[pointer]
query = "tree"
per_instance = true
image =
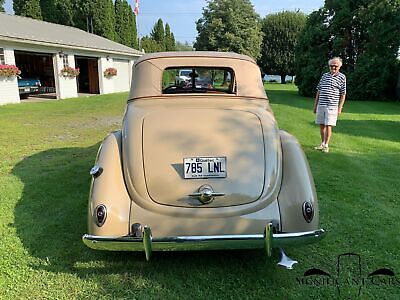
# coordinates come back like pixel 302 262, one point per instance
pixel 312 52
pixel 365 34
pixel 27 8
pixel 122 22
pixel 133 38
pixel 58 11
pixel 100 13
pixel 170 44
pixel 149 44
pixel 229 25
pixel 158 34
pixel 280 34
pixel 183 46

**Problem to work on**
In the copy, include every entry above exactly and leave out each picture.

**Written answer**
[pointer]
query = "tree"
per_instance = true
image =
# coordinates come back like pixel 302 262, one point per instance
pixel 312 52
pixel 365 34
pixel 27 8
pixel 122 22
pixel 133 38
pixel 58 11
pixel 100 13
pixel 170 44
pixel 149 44
pixel 229 25
pixel 158 34
pixel 280 34
pixel 183 46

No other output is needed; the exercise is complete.